[Data for the task Boundary: Start]

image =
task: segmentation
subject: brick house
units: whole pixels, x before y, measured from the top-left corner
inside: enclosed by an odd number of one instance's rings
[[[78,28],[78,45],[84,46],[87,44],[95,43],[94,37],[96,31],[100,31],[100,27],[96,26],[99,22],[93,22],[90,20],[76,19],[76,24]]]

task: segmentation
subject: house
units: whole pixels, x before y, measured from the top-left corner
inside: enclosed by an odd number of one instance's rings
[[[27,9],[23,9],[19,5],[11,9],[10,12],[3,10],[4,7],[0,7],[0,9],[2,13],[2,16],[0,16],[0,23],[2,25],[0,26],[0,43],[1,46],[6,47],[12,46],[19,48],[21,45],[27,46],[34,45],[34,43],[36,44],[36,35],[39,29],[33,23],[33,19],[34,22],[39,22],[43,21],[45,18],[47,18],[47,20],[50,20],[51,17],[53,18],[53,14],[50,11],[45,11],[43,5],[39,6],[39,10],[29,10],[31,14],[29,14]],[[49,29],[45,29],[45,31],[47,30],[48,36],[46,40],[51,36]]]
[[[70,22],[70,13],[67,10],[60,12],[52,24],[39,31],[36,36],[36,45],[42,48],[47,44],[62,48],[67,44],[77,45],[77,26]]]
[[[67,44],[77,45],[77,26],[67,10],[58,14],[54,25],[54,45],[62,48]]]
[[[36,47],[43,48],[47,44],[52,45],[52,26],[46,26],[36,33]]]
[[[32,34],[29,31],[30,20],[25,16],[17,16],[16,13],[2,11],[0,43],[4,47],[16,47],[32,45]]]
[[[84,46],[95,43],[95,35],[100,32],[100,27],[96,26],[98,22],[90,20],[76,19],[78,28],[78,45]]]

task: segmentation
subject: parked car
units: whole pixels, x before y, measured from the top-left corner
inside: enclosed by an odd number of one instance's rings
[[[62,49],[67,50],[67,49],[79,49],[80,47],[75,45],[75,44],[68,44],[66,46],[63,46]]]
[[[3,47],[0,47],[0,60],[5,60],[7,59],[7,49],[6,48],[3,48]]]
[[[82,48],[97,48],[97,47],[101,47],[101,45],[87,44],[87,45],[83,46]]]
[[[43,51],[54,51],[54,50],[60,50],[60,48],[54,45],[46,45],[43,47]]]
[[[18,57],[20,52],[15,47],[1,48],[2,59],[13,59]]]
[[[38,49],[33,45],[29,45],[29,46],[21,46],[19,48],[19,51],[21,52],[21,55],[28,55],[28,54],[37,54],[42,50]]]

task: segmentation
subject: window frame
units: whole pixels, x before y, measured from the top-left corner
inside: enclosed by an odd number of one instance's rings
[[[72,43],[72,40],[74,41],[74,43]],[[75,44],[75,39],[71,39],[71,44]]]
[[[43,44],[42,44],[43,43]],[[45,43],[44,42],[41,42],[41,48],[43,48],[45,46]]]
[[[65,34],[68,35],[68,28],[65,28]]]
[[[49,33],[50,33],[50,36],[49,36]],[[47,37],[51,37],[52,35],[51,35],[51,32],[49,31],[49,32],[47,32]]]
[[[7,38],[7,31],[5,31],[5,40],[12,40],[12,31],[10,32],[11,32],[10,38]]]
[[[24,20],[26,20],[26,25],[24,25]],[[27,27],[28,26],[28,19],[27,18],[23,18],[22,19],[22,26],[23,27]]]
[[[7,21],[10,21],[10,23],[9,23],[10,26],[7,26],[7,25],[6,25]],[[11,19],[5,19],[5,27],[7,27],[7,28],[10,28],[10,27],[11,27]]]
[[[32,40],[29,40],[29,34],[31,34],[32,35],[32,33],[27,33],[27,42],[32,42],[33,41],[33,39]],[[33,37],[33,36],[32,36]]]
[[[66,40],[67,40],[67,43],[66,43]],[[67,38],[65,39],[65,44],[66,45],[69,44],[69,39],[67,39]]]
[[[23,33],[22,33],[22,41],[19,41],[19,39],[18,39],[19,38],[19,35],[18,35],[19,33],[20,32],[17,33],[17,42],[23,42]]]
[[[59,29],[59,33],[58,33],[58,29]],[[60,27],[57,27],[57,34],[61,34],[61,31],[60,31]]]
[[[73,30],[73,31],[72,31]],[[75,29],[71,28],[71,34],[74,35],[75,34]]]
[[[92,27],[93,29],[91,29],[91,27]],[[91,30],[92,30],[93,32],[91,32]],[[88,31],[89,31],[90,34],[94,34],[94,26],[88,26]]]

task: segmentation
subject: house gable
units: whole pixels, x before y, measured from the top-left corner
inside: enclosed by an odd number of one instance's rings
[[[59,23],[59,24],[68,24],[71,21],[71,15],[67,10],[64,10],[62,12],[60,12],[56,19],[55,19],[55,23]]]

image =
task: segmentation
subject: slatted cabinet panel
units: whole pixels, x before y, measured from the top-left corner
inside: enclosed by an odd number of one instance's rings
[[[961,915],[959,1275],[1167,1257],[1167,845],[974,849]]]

[Data for the task Boundary: End]

Write the records out again. Keep every line exactly as it is.

- _Response_
image =
task: segmentation
subject: brick house
units: whole pixels, x before y, measured from the top-left corner
inside: enclosed by an odd number of one instance's rings
[[[78,28],[78,45],[84,46],[87,44],[95,43],[94,37],[96,31],[100,31],[100,27],[96,26],[99,22],[93,22],[90,20],[76,19],[76,24]]]

task: segmentation
subject: house
units: whole pixels, x before y, measured from the top-left corner
inside: enclosed by an odd number of one instance's rings
[[[27,9],[23,9],[19,5],[11,9],[10,12],[3,10],[4,7],[0,7],[0,9],[2,13],[2,16],[0,16],[0,23],[2,25],[0,26],[0,43],[1,46],[6,47],[12,46],[19,48],[21,45],[27,46],[34,45],[34,43],[36,44],[36,35],[39,29],[33,23],[33,19],[34,22],[39,22],[43,21],[45,18],[47,18],[47,20],[50,20],[51,17],[53,18],[53,14],[50,11],[45,11],[43,5],[39,6],[39,10],[29,10],[31,14],[29,14]],[[49,29],[45,29],[45,31],[47,30],[48,36],[46,40],[51,36]]]
[[[70,22],[70,13],[67,10],[60,12],[52,24],[39,31],[36,36],[36,45],[42,48],[47,44],[62,48],[67,44],[77,45],[77,26]]]
[[[67,44],[77,45],[77,26],[67,10],[58,14],[54,25],[54,45],[62,48]]]
[[[36,47],[43,48],[47,44],[52,45],[52,26],[46,26],[36,33]]]
[[[32,34],[29,31],[30,20],[25,16],[17,16],[16,13],[2,11],[0,43],[4,47],[16,47],[32,45]]]
[[[84,46],[95,43],[95,35],[100,32],[100,27],[96,26],[98,22],[90,20],[76,19],[78,28],[78,45]]]

task: segmentation
subject: parked car
units: whole pixels, x before y, measured from the top-left corner
inside: enclosed by an odd number of one instance's rings
[[[62,49],[67,50],[67,49],[79,49],[80,47],[75,45],[75,44],[68,44],[66,46],[63,46]]]
[[[3,47],[0,47],[0,60],[5,60],[7,59],[7,49],[6,48],[3,48]]]
[[[82,48],[97,48],[97,47],[101,47],[101,45],[87,44],[87,45],[83,46]]]
[[[43,51],[54,51],[54,50],[60,50],[60,48],[54,45],[46,45],[43,47]]]
[[[18,57],[20,52],[15,47],[1,48],[2,59],[13,59]]]
[[[38,49],[33,45],[29,45],[29,46],[21,46],[19,48],[19,51],[21,52],[21,55],[28,55],[28,54],[37,54],[42,50]]]

task: segmentation
subject: window frame
units: whole pixels, x before y, measured from the top-left corner
inside: enclosed by an odd number of one instance's rings
[[[72,43],[72,40],[74,41],[74,43]],[[75,44],[75,39],[71,39],[71,44]]]
[[[43,44],[42,44],[43,43]],[[45,43],[44,42],[41,42],[41,48],[43,48],[45,46]]]
[[[65,34],[68,35],[68,28],[65,28]]]
[[[49,33],[50,33],[50,36],[49,36]],[[47,37],[51,37],[52,35],[51,35],[51,32],[49,31],[49,32],[47,32]]]
[[[7,38],[7,31],[5,31],[5,40],[12,40],[12,31],[10,32],[11,32],[10,38]]]
[[[24,20],[26,20],[26,25],[24,25]],[[27,27],[28,26],[28,19],[27,18],[23,18],[22,19],[22,26],[23,27]]]
[[[7,21],[10,21],[10,23],[9,23],[10,26],[7,26],[7,25],[6,25]],[[11,19],[5,19],[5,27],[7,27],[7,28],[10,28],[10,27],[11,27]]]
[[[32,40],[29,40],[29,34],[31,34],[32,35],[32,33],[27,33],[27,42],[32,42],[33,41],[33,39]],[[33,37],[33,36],[32,36]]]
[[[66,40],[67,40],[67,43],[66,43]],[[67,38],[65,39],[65,44],[66,45],[69,44],[69,39],[67,39]]]
[[[23,33],[22,33],[22,41],[19,41],[19,39],[18,39],[19,38],[19,35],[18,35],[19,33],[20,32],[17,33],[17,42],[23,42]]]
[[[59,29],[59,33],[58,33],[58,29]],[[60,27],[57,27],[57,34],[61,34],[61,31],[60,31]]]
[[[73,30],[73,31],[72,31]],[[75,29],[71,28],[71,34],[74,35],[75,34]]]
[[[92,27],[93,29],[91,29],[91,27]],[[91,30],[92,30],[93,32],[91,32]],[[88,31],[89,31],[90,34],[94,34],[94,26],[88,26]]]

task: segmentation
subject: house gable
units: whole pixels, x before y, measured from the top-left corner
inside: enclosed by an odd number of one instance's rings
[[[59,23],[59,24],[68,24],[71,21],[71,15],[67,10],[64,10],[62,12],[60,12],[56,19],[55,19],[55,23]]]

image =
task: segmentation
subject: slatted cabinet panel
units: whole pixels, x before y, measured from the top-left corner
inside: enclosed by an odd number of one instance's rings
[[[961,915],[959,1275],[1167,1257],[1167,845],[974,849]]]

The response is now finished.